--- Begin DATA PROVIDED ---

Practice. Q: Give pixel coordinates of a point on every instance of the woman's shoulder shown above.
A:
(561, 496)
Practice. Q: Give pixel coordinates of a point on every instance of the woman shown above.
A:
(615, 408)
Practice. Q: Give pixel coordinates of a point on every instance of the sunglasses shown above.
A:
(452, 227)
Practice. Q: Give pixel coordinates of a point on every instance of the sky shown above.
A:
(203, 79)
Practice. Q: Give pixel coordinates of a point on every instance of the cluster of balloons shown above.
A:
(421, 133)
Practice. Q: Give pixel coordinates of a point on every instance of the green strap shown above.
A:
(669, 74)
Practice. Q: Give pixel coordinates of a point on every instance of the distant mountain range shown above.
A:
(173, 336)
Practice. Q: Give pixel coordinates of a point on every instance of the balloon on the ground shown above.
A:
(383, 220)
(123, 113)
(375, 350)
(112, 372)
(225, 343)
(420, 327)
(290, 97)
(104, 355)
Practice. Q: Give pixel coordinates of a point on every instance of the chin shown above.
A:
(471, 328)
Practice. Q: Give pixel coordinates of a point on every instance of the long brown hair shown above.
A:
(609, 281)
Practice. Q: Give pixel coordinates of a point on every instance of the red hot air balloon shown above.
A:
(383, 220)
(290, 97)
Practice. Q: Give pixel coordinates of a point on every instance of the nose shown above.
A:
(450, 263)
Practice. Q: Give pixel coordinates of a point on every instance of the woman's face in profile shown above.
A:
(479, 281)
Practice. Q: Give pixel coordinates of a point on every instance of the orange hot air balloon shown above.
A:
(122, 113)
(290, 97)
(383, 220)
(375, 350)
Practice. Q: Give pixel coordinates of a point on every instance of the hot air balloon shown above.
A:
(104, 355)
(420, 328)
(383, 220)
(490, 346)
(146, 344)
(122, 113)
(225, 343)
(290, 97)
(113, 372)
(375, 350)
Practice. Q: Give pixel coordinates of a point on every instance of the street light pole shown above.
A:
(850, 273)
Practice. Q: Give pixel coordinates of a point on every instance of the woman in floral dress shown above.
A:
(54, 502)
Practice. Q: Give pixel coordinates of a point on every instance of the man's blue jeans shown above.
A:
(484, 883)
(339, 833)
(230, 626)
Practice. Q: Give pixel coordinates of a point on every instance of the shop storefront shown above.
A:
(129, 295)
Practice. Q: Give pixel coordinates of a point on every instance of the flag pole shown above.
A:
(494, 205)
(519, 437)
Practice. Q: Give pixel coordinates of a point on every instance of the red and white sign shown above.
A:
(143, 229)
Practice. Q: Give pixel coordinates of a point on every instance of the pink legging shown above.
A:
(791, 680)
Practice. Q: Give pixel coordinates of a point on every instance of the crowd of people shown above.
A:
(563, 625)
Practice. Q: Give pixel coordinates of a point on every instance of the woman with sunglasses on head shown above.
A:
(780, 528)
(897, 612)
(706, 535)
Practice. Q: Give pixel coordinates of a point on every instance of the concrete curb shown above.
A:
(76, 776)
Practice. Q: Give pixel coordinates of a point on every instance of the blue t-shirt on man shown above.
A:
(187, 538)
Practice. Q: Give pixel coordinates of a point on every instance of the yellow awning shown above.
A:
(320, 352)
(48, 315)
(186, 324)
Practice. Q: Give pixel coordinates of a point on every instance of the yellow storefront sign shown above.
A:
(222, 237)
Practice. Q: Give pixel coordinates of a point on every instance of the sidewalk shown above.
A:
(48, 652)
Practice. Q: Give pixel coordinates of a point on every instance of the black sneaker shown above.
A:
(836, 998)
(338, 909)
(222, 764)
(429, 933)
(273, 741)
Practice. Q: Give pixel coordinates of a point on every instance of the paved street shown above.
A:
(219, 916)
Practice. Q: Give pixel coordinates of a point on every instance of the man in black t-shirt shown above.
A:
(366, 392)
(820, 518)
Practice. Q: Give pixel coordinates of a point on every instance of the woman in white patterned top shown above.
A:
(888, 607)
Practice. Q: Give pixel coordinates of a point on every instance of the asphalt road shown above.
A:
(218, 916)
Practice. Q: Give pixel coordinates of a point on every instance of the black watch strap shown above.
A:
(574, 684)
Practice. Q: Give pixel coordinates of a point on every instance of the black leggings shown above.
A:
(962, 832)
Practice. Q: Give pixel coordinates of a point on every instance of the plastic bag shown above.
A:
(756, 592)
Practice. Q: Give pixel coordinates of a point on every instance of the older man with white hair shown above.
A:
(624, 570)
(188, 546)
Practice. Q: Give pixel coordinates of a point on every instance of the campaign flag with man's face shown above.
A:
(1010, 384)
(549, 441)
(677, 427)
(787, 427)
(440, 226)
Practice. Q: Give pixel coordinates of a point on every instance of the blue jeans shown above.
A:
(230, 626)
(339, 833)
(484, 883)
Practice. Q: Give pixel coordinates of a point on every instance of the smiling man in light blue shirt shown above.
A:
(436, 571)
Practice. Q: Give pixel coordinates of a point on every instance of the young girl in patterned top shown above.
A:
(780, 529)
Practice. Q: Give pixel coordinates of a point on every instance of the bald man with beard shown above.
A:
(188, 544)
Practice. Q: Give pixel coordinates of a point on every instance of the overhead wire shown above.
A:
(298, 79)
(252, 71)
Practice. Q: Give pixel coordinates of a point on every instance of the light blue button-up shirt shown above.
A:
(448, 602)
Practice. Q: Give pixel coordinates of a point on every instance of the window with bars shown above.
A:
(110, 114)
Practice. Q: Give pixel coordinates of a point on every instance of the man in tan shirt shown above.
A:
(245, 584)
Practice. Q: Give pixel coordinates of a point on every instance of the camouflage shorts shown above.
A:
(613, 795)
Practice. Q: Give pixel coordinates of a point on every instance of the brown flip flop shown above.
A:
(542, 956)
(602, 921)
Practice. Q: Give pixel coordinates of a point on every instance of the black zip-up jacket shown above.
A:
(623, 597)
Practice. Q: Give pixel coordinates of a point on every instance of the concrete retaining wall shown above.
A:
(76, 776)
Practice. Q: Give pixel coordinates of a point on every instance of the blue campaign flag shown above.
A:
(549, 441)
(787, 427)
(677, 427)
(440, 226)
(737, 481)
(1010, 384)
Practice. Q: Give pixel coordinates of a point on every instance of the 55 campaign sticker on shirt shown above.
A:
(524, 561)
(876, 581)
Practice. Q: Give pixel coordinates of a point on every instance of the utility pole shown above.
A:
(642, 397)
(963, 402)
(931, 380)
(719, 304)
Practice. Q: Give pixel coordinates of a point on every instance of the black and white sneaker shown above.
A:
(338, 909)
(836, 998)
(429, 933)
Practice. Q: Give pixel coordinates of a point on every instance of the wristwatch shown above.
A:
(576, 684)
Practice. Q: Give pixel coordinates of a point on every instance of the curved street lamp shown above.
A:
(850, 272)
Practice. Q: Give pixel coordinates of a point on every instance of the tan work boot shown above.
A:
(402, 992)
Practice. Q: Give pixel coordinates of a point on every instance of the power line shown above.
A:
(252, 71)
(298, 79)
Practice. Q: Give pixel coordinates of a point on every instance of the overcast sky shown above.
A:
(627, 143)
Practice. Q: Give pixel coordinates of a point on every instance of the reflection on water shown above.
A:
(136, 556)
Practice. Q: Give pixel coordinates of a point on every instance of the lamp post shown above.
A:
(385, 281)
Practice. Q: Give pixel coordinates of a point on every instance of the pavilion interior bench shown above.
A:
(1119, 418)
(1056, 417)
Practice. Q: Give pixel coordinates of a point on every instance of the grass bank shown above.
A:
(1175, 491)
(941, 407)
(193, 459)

--- End DATA PROVIDED ---

EXERCISE GOAL>
Retype exactly, please, each line from the line that contains "line shown above." through the last line of the entries above, with nothing added.

FULL SOLUTION>
Practice. Q: Give pixel coordinates of a point on every instance of the power line shown above.
A:
(252, 71)
(298, 79)
Practice. Q: Give pixel coordinates of a point on every instance of the overcast sky shown above.
A:
(627, 143)
Practice. Q: Give pixel coordinates of a point on every instance of the reflection on water shown above.
A:
(136, 556)
Practice. Q: Give pixel coordinates of a point on every instance of the lamp post shown above.
A:
(385, 281)
Practice. Q: Give pixel coordinates of a point on every instance of the pavilion interior bench shown above.
A:
(1119, 418)
(1056, 417)
Practice. Q: Give pixel coordinates of a point on every instance of the grass bank shown above.
A:
(1175, 491)
(941, 407)
(193, 459)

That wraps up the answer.